▶ _Task objective_
Below are the entries; output exactly the lines from the one containing "Point to the jockey's hand." through the final line, inclusive.

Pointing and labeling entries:
• • •

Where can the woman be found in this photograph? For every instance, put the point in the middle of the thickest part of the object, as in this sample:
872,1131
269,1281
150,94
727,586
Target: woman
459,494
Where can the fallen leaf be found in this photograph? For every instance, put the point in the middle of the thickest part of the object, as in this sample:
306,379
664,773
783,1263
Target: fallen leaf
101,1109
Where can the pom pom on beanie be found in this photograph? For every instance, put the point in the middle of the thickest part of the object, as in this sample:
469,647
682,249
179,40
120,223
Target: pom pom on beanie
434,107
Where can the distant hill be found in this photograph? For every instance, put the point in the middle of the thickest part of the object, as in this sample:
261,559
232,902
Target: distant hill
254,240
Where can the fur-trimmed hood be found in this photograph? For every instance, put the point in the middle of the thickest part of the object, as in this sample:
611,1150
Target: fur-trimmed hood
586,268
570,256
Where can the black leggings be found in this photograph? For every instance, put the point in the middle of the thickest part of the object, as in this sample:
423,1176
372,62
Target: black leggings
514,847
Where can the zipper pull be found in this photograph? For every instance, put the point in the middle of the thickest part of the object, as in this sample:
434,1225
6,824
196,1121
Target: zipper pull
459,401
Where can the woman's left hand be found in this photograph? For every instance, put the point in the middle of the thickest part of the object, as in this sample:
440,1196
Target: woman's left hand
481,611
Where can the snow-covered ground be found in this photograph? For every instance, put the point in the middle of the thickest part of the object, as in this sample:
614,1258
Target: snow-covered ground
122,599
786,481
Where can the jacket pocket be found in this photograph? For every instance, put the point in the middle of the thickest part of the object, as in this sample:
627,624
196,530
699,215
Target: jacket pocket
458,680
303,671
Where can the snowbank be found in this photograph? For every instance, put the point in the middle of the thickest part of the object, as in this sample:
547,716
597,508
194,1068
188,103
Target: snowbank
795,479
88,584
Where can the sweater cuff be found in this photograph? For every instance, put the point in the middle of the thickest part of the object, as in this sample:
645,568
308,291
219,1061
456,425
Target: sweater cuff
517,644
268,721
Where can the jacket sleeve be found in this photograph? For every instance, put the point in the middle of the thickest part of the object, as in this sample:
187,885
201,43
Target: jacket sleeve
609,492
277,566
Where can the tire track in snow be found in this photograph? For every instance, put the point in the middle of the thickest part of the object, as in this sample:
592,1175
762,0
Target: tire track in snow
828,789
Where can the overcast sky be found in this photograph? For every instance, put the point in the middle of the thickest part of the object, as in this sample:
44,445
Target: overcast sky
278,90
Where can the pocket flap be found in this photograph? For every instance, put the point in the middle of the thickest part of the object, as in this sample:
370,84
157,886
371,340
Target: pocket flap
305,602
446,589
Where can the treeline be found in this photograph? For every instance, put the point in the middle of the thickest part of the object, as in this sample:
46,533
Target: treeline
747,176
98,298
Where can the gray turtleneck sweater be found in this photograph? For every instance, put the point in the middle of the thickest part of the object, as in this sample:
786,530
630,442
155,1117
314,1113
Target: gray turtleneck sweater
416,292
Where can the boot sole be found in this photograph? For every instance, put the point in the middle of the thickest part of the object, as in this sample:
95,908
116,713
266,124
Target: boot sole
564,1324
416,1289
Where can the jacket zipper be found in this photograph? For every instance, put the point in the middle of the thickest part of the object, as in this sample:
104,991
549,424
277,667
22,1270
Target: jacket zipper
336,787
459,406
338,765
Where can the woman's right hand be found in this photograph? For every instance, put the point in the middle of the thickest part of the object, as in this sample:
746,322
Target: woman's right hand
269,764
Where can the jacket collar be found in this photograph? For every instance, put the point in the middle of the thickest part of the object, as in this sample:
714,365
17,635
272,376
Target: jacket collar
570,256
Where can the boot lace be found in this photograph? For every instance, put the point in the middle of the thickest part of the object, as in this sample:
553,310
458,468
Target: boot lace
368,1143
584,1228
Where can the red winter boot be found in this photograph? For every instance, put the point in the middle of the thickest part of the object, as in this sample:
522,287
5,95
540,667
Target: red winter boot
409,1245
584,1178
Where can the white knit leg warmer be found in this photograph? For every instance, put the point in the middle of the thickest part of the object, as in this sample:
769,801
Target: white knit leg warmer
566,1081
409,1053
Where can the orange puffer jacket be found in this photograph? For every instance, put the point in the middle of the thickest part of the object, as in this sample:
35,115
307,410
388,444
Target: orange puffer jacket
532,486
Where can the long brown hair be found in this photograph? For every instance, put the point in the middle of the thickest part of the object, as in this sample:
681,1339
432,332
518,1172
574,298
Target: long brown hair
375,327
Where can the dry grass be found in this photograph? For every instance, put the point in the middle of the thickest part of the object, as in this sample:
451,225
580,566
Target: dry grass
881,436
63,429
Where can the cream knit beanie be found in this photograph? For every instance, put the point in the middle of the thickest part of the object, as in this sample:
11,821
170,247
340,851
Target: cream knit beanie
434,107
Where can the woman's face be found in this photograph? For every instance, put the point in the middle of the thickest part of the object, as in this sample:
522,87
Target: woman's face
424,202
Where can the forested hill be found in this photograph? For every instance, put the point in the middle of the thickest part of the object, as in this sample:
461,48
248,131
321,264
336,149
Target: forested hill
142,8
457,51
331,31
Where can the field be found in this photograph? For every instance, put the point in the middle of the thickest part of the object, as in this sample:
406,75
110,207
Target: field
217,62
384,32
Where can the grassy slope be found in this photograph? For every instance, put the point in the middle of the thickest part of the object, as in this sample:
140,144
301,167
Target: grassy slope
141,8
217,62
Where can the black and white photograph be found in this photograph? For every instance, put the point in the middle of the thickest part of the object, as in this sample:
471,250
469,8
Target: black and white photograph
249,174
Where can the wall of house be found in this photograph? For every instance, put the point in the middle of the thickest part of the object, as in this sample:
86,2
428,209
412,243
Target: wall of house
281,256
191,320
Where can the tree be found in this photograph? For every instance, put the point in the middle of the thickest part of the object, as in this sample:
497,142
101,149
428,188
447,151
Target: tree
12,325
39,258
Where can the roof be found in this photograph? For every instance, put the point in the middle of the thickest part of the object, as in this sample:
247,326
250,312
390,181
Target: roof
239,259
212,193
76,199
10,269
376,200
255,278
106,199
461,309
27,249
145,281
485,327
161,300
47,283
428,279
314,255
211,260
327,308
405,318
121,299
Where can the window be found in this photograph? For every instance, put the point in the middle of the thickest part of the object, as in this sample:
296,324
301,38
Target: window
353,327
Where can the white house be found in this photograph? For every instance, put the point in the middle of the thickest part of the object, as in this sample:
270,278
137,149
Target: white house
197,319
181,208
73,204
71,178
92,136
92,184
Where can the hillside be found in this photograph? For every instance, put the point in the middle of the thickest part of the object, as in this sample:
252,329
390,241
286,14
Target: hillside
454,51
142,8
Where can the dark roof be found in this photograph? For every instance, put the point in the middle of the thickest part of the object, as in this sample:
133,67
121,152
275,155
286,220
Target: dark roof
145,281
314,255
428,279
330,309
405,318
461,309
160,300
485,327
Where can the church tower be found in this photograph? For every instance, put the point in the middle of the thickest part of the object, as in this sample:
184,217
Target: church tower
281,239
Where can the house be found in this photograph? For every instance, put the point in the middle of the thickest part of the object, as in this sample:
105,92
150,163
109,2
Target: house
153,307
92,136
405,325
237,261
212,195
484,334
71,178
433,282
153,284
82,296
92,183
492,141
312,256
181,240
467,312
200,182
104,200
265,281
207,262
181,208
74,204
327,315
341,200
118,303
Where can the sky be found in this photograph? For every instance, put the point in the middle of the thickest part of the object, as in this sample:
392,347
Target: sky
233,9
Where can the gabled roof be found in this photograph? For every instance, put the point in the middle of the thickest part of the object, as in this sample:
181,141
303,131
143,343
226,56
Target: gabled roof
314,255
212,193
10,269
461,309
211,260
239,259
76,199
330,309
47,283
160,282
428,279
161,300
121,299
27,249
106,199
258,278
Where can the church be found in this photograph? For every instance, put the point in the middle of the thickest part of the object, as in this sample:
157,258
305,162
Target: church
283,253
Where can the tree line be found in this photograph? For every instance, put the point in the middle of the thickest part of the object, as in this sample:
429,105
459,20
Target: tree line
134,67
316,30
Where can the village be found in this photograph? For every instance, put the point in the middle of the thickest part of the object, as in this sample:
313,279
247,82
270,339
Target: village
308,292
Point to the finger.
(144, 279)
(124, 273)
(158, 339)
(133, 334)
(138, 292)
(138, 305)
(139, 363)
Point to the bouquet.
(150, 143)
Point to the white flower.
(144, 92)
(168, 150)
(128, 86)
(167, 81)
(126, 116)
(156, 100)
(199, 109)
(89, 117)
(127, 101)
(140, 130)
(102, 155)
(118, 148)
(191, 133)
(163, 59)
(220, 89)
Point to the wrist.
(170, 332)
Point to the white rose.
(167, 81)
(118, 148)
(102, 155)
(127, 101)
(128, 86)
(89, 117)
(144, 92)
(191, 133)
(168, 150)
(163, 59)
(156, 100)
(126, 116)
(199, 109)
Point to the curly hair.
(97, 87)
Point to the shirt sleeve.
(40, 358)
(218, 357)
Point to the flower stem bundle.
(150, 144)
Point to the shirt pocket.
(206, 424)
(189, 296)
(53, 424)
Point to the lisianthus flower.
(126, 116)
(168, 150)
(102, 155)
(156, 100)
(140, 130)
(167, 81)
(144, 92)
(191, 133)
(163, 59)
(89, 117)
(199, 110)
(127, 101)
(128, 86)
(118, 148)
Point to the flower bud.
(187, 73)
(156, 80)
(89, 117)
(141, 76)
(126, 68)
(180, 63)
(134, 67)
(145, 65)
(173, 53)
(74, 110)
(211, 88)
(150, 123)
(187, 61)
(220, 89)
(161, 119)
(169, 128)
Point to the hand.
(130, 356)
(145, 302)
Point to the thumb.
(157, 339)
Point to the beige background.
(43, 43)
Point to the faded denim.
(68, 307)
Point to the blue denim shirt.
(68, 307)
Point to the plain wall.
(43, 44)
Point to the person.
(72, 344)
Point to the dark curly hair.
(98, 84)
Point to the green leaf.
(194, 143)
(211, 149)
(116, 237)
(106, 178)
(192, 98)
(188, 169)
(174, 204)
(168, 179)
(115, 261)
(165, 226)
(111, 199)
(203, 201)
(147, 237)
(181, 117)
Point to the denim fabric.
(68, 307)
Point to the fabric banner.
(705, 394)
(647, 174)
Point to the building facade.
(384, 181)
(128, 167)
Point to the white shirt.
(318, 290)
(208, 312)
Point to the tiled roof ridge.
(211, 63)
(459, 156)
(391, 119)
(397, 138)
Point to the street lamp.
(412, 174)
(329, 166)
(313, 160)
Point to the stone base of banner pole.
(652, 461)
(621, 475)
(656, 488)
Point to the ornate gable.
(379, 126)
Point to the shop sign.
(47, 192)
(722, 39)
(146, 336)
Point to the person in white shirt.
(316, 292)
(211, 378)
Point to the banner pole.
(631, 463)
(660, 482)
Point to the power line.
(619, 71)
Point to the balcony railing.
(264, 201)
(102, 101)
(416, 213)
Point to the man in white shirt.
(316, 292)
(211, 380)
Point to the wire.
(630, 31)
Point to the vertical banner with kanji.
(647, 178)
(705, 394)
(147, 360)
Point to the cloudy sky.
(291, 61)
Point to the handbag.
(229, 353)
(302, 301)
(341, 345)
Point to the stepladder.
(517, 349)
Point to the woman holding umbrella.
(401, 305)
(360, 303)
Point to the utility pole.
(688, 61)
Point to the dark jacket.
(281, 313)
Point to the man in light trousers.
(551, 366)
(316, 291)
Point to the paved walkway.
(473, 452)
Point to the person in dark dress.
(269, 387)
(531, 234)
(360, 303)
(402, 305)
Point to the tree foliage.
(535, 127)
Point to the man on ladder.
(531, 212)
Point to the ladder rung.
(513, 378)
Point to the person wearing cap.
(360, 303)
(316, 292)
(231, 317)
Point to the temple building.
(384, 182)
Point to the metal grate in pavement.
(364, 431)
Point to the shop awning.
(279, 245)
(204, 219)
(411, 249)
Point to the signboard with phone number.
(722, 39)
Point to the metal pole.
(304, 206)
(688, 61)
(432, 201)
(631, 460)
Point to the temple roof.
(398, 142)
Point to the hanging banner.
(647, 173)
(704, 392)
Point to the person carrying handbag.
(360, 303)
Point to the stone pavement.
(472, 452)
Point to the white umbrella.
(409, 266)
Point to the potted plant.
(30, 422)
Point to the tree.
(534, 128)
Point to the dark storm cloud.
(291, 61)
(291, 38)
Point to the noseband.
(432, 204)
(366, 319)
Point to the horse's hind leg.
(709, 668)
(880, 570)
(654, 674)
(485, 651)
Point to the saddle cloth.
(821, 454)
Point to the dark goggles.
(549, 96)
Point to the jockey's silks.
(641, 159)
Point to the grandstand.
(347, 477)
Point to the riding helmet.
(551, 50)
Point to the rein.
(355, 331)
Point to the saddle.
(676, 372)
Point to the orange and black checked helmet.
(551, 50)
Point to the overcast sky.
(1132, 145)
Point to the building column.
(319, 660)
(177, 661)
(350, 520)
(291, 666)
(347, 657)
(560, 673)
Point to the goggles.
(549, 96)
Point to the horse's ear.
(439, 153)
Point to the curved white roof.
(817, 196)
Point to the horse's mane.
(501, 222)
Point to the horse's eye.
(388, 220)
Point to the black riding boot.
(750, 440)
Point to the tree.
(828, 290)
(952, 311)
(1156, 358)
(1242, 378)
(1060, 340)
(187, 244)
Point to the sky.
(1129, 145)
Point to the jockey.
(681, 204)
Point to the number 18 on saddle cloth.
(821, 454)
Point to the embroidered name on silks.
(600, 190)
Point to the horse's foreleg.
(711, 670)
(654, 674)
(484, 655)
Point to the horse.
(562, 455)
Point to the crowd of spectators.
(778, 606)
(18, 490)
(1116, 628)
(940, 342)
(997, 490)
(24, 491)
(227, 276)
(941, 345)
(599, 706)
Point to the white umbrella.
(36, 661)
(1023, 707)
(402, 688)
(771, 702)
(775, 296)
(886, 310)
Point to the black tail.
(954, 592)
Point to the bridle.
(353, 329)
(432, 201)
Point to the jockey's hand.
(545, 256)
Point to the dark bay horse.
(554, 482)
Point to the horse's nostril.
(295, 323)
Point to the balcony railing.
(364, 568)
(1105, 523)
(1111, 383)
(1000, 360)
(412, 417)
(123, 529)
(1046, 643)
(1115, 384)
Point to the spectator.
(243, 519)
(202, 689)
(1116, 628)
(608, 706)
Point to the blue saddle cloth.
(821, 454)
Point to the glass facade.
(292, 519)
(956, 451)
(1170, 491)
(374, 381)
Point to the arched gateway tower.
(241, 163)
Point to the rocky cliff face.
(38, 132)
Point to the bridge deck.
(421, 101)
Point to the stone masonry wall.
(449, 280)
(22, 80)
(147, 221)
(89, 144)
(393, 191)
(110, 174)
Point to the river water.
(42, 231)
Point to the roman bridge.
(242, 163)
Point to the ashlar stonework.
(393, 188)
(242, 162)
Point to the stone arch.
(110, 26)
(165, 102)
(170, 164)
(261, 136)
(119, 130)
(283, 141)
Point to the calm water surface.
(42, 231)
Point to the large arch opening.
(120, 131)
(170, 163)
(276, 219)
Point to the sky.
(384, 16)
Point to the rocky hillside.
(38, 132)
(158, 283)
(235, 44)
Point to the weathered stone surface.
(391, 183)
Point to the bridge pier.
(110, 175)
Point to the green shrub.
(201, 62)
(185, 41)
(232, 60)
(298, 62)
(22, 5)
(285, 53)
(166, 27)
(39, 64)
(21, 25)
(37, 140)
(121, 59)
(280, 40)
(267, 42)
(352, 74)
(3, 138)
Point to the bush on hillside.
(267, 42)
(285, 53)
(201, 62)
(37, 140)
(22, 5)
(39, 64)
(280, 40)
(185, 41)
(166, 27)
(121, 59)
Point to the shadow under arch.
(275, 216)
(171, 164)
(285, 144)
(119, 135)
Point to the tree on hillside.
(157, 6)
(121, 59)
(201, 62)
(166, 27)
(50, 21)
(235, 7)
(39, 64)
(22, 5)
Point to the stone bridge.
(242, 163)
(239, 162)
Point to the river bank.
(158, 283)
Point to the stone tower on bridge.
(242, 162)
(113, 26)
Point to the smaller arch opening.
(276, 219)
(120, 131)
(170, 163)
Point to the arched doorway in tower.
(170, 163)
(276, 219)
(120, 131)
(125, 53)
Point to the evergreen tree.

• • •

▶ _Expected answer_
Point to the jockey's hand.
(545, 256)
Point to the dark bay horse.
(554, 482)
Point to the horse's nostril.
(295, 323)
Point to the balcony railing.
(364, 568)
(1105, 523)
(1111, 383)
(1000, 360)
(412, 417)
(123, 529)
(1046, 643)
(1115, 384)
Point to the spectator.
(243, 519)
(202, 689)
(1116, 628)
(608, 706)
Point to the blue saddle cloth.
(821, 454)
Point to the glass facade.
(292, 519)
(956, 451)
(1170, 491)
(374, 381)
Point to the arched gateway tower.
(241, 163)
Point to the rocky cliff face.
(38, 132)
Point to the bridge deck.
(421, 101)
Point to the stone masonry wall.
(449, 280)
(22, 80)
(147, 221)
(89, 144)
(393, 191)
(110, 174)
Point to the river water.
(42, 231)
Point to the roman bridge.
(242, 163)
Point to the ashlar stonework.
(393, 188)
(242, 162)
Point to the stone arch.
(110, 26)
(165, 102)
(170, 164)
(261, 136)
(119, 130)
(283, 141)
Point to the calm water surface.
(42, 231)
Point to the large arch opening.
(120, 131)
(170, 163)
(276, 219)
Point to the sky.
(384, 16)
Point to the rocky hillside.
(38, 132)
(158, 283)
(235, 44)
Point to the weathered stone surface.
(391, 183)
Point to the bridge pier.
(110, 175)
Point to the green shrub.
(201, 62)
(185, 41)
(232, 60)
(298, 62)
(22, 5)
(285, 53)
(166, 27)
(39, 64)
(21, 25)
(37, 140)
(121, 59)
(280, 40)
(267, 42)
(352, 74)
(3, 138)
Point to the bush on hillside.
(267, 42)
(285, 53)
(201, 62)
(37, 140)
(22, 5)
(39, 64)
(280, 40)
(185, 41)
(166, 27)
(121, 59)
Point to the shadow under arch.
(275, 216)
(171, 164)
(285, 144)
(119, 135)
Point to the tree on hillside.
(157, 6)
(121, 59)
(201, 62)
(166, 27)
(50, 21)
(235, 7)
(39, 64)
(22, 5)
Point to the stone bridge.
(242, 163)
(239, 162)
Point to the river bank.
(158, 283)
Point to the stone tower on bridge.
(242, 162)
(113, 26)
Point to the smaller arch opening.
(276, 219)
(120, 131)
(170, 163)
Point to the arched doorway in tower.
(170, 163)
(276, 219)
(120, 131)
(125, 53)
Point to the evergreen tree.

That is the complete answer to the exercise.